Excerpted text.
+===+

Massive amounts of protein sequence data are derived from such large-scale DNA sequencing efforts as the Human Genome Project. However, the rate of new protein sequences is growing exponentially relative to that of protein structures being solved by experimental methods. Once a protein sequence has been determined, deducing its unique three-dimensional native structure is a daunting task. Such experimental methods to determine detailed protein structure as x-ray diffraction studies and nuclear magnetic resonance analysis are highly labor intensive. Computational approaches offer a considerably faster and cheaper alternative. However, despite substantial efforts, the protein folding still remains largely unsolved.
Prediction of the three-dimensional structure greatly benefits from information related to secondary structure, solvent accessibility, and non-local bonds that stabilize a protein's structure. Thus, prediction of such components is vital to our understanding of the structure and function of a protein. In this context, the investigators focus on protein secondary structure prediction, beta-sheet topology prediction, and contact map prediction. They study a Bayesian beta-sheet model to characterize the non-local interactions in beta-sheets. Starting with the secondary structure and solvent accessibility predictions, the model scores possible beta-sheet architectures by considering groupings of beta-strands into beta-sheets, spatial arrangement of beta-strands in each sheet, interaction types of beta-strands, and base pairing patterns of the amino acid residues on interacting segment pairs.

+===+

Exercise. Carry on the passage about protein structure prediction, starting right after its last sentence.

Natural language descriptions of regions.
+===+

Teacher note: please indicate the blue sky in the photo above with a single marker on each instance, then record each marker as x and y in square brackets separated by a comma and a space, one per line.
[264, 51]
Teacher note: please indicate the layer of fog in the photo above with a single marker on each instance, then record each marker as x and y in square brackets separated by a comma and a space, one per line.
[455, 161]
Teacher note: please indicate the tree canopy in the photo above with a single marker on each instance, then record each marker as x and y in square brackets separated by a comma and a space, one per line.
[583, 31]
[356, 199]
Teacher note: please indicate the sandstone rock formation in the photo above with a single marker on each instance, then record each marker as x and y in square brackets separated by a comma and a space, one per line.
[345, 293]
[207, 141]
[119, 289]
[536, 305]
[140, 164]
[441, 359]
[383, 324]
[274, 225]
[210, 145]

+===+

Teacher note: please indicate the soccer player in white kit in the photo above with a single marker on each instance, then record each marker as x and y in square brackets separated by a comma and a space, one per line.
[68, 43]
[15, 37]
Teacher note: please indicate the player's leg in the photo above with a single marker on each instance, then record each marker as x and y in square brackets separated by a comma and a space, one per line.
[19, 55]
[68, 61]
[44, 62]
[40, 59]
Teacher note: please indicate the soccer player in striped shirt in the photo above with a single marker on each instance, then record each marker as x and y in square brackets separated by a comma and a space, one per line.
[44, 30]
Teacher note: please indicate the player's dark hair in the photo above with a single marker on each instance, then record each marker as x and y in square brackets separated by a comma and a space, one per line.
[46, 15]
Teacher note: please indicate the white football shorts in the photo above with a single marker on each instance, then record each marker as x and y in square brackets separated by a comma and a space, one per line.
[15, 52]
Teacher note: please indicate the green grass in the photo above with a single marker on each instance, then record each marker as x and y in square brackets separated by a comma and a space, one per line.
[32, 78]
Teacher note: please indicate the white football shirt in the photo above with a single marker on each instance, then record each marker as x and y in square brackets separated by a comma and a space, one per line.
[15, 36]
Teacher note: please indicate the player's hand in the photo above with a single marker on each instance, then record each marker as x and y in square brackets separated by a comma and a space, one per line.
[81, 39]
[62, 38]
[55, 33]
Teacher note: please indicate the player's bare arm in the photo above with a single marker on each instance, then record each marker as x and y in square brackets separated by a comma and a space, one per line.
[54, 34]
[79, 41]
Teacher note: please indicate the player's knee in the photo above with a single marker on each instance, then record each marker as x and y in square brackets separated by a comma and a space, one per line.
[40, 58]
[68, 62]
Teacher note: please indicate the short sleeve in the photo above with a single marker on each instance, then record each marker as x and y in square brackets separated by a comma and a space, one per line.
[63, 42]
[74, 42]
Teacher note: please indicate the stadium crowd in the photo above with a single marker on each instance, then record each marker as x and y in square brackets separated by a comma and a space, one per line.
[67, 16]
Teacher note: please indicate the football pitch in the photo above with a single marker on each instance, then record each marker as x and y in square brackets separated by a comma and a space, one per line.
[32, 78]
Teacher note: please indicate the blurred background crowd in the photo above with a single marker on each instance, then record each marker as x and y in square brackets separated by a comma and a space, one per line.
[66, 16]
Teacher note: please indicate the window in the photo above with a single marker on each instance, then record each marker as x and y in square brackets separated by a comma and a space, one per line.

+===+

Response box.
The investigators also improve the accuracy of secondary structure predictions by modeling the non-local interactions in beta-sheets. This is achieved by a two stage approach. First, suboptimal segmentations of secondary structure are generated from a hidden semi-Markov model. Then, each segmentation score is updated using the beta-sheet model. Finally, the prediction is computed by applying a voting procedure.